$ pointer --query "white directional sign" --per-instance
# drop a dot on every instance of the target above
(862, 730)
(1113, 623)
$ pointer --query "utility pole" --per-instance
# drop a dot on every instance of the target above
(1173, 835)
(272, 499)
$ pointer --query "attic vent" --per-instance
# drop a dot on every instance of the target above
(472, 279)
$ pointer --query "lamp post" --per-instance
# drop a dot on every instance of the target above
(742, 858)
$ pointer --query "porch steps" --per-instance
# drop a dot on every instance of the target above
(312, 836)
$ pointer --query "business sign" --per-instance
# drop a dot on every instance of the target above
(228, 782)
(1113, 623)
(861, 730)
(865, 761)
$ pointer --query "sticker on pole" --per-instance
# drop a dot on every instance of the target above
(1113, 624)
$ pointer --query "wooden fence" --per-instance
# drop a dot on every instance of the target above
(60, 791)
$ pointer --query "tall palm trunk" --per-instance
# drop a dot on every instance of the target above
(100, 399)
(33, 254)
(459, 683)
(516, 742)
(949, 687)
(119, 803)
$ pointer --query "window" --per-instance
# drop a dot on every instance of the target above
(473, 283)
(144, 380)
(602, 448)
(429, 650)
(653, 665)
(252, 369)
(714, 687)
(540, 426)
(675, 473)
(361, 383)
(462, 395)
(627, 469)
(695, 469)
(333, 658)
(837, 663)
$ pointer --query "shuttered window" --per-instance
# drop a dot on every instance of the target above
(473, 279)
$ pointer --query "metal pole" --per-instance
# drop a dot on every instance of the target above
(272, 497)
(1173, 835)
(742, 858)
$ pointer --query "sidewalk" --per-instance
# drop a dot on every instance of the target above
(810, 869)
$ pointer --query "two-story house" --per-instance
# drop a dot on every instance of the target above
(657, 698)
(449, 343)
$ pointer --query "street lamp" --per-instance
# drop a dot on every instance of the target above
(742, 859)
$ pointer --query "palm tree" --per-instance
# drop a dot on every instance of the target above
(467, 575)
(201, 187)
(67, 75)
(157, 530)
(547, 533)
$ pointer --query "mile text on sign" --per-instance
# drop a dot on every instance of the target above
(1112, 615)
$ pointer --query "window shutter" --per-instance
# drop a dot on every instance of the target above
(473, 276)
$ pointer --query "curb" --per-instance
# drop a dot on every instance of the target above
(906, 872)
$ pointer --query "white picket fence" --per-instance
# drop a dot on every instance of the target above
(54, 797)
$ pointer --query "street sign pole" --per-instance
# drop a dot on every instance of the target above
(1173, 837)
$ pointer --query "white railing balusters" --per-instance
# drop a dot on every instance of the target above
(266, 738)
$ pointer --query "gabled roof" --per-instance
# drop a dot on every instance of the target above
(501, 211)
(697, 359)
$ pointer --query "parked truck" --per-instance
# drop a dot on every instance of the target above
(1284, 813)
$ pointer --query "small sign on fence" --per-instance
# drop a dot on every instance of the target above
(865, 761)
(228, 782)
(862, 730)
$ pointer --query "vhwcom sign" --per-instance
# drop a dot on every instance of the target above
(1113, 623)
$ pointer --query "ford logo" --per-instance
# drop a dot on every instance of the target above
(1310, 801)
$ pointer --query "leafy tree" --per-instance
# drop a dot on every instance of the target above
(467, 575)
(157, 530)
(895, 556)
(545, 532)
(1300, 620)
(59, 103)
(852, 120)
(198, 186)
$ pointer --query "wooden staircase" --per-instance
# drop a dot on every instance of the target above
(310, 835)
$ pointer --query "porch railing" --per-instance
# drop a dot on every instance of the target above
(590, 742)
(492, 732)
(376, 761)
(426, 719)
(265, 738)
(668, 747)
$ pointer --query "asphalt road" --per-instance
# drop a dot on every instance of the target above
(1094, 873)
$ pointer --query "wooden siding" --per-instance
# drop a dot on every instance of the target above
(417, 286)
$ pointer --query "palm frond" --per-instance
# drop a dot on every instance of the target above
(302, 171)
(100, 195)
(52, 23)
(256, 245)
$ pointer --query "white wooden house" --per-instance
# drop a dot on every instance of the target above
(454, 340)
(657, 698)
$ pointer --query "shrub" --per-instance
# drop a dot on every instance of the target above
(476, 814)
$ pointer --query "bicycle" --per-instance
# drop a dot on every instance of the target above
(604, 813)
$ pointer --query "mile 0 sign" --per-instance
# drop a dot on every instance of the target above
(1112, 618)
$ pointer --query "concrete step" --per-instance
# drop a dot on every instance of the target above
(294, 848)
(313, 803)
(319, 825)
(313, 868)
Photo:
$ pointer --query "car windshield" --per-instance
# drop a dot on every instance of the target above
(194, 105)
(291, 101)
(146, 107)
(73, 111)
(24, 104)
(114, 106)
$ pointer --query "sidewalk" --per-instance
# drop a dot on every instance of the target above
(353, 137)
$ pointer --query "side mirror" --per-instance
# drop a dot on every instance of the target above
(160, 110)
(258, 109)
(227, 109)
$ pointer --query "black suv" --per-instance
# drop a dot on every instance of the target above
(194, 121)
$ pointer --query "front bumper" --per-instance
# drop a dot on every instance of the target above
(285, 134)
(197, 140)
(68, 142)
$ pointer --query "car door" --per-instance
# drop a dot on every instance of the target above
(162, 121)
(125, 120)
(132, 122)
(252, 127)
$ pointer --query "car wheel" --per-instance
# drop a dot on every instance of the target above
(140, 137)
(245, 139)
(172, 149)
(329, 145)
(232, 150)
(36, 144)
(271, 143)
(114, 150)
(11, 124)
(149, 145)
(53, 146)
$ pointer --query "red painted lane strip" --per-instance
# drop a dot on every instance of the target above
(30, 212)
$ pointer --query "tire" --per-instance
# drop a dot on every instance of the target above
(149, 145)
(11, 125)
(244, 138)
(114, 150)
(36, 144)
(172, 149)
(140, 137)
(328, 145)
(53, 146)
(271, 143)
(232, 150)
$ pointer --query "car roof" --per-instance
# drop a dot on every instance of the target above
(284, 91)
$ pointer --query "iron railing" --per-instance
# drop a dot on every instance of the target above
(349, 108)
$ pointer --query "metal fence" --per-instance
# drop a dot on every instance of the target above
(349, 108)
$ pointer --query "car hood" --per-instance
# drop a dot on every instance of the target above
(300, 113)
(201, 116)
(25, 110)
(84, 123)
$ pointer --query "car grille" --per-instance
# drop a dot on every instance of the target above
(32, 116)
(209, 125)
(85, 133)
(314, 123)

-=-=-

THE TASK → Every line of the material must be duplicated exactly.

ANSWER SECTION →
$ pointer --query "white directional sign" --per-instance
# drop a dot on every instance of the target above
(862, 730)
(1113, 623)
$ pointer --query "utility pole" --per-instance
# drop a dot on every instance of the target above
(1173, 835)
(272, 499)
$ pointer --query "attic vent" --per-instance
# drop a dot on every instance of the target above
(472, 279)
$ pointer --query "lamp post" --per-instance
# drop a dot on every instance of the target above
(742, 858)
$ pointer --query "porch steps" --per-instance
# drop a dot on every instance of the target above
(312, 836)
$ pointer --query "business sign" --per-instance
# drop a dot on every instance of the target above
(228, 782)
(1113, 623)
(861, 730)
(865, 761)
$ pointer --query "sticker on pole" --per-instance
# drop a dot on every instance of the target above
(1113, 624)
$ pointer --query "wooden fence" --per-instance
# drop a dot on every instance of the target above
(60, 791)
$ pointer --query "tall palm trunk" --per-instance
# drop a dot on every instance of the target above
(100, 399)
(33, 254)
(459, 683)
(516, 742)
(949, 687)
(119, 803)
$ pointer --query "window" --per-instance
# drop a dot on every instance of the target above
(473, 283)
(144, 380)
(602, 448)
(429, 650)
(653, 665)
(252, 369)
(714, 687)
(540, 426)
(675, 473)
(361, 383)
(462, 395)
(627, 469)
(695, 469)
(333, 658)
(837, 663)
$ pointer --query "shuttered window" --per-instance
# drop a dot on every instance of the target above
(473, 279)
$ pointer --query "metal pole" --per-instance
# drop a dot on every instance of the target above
(272, 497)
(1173, 835)
(742, 858)
$ pointer --query "sidewalk" --per-instance
# drop a dot on every instance of the target above
(810, 869)
$ pointer --query "two-story house" --per-instance
# drop a dot on every instance of the target above
(657, 698)
(449, 343)
$ pointer --query "street lamp" --per-instance
# drop a dot on every instance of the target above
(742, 859)
$ pointer --query "palm tree" --per-instance
# drop a dot on every instance of the target above
(467, 575)
(201, 187)
(67, 75)
(157, 530)
(547, 533)
$ pointer --query "mile text on sign" --per-instance
# drop a dot on every instance of the target above
(1112, 615)
$ pointer --query "window shutter" --per-instance
# drop a dot on every instance of the target above
(473, 276)
$ pointer --query "curb" --per-instance
# drop a dot on every instance of the target above
(906, 872)
$ pointer --query "white picket fence" --per-instance
# drop a dot on every instance of the target above
(54, 797)
$ pointer --query "street sign pole" --per-instance
# drop a dot on every instance of the target above
(1173, 837)
$ pointer --query "white railing balusters" --per-instance
# drop a dot on every instance of the target above
(266, 738)
$ pointer --query "gabled roof" --per-instance
# drop a dot on every instance of the target above
(501, 211)
(697, 359)
$ pointer --query "parked truck" --per-instance
# drop a dot on every instance of the target above
(1284, 813)
$ pointer --query "small sign on fence" --per-instance
# drop a dot on every instance of the target above
(865, 761)
(228, 782)
(862, 730)
$ pointer --query "vhwcom sign" --per-instance
# drop a dot on every instance of the target above
(1113, 623)
$ pointer --query "ford logo" --per-instance
# drop a dot on every instance of the target above
(1310, 801)
$ pointer --query "leafy tree" --per-instance
# drop a dot on every instance of the target above
(467, 575)
(157, 530)
(895, 556)
(545, 532)
(1300, 620)
(59, 103)
(852, 120)
(198, 186)
$ pointer --query "wooden staircase" --per-instance
# drop a dot on every instance of the target above
(310, 835)
$ pointer --query "porch railing" --per-instance
# drop a dot on every instance of the target above
(590, 742)
(492, 732)
(376, 761)
(426, 719)
(265, 738)
(668, 747)
$ pointer --query "asphalt road" --per-instance
# drop a dot on every instance of the target above
(1094, 873)
$ pointer --query "wooden siding" --per-instance
# drop a dot on every instance of the target above
(417, 286)
$ pointer --query "palm frond" --per-instance
# drop a dot on every instance of the target above
(302, 171)
(100, 195)
(52, 23)
(256, 245)
$ pointer --query "white wooden house" --per-instance
# drop a dot on every instance of the target above
(454, 340)
(657, 698)
$ pointer --query "shrub" --per-instance
# drop a dot on every instance of the target above
(476, 814)
$ pointer --query "bicycle" --per-instance
# drop a dot on every instance of the target above
(604, 813)
$ pointer --query "mile 0 sign" --per-instance
# drop a dot on every instance of the target above
(1112, 618)
$ pointer --query "concrete step" --per-instance
# drop a dot on every instance of the target above
(294, 848)
(313, 803)
(319, 825)
(313, 868)
Photo:
$ pointer --query "car windshield" --per-instance
# drop a dot on every instance of the target above
(194, 105)
(291, 101)
(146, 107)
(73, 111)
(24, 104)
(114, 106)
$ pointer --query "sidewalk" --per-instance
# drop a dot on every instance of the target above
(353, 137)
$ pointer --query "side mirror" --per-instance
# drop a dot on every instance of the target above
(160, 110)
(258, 109)
(227, 109)
$ pointer --query "black suv" --per-instance
# drop a dot on every instance of the target above
(194, 121)
$ pointer --query "front bumper" --per-instance
# drop a dot on every instance of the target above
(285, 134)
(197, 140)
(68, 142)
$ pointer --query "car door" --per-instance
# drop a dot on every instance of the target above
(162, 121)
(125, 120)
(132, 122)
(252, 127)
$ pointer --query "car wheel" --per-instance
# drop a dot on every instance of the target above
(140, 137)
(245, 139)
(172, 149)
(329, 145)
(232, 150)
(36, 144)
(271, 143)
(114, 150)
(11, 124)
(149, 145)
(53, 146)
$ pointer --query "red painted lane strip" --per-instance
# drop a dot on every instance of the target above
(30, 212)
$ pointer --query "tire" --per-instance
# drop a dot on every instance of the target above
(149, 145)
(11, 125)
(244, 138)
(114, 150)
(36, 144)
(172, 149)
(140, 137)
(328, 145)
(53, 146)
(271, 143)
(232, 150)
$ pointer --query "car roof" --per-instance
# drop a dot on every instance of the target above
(284, 91)
$ pointer --query "iron railing" --per-instance
# drop a dot on every instance of the target above
(349, 108)
$ pointer --query "metal fence" --per-instance
# drop a dot on every instance of the target above
(349, 108)
$ pointer --query "car hood" --per-instance
# drop a dot on every instance of the target above
(300, 113)
(201, 116)
(25, 110)
(84, 123)
$ pointer --query "car grille" --per-instance
# drop a dot on every instance of the target above
(32, 116)
(209, 125)
(85, 133)
(314, 123)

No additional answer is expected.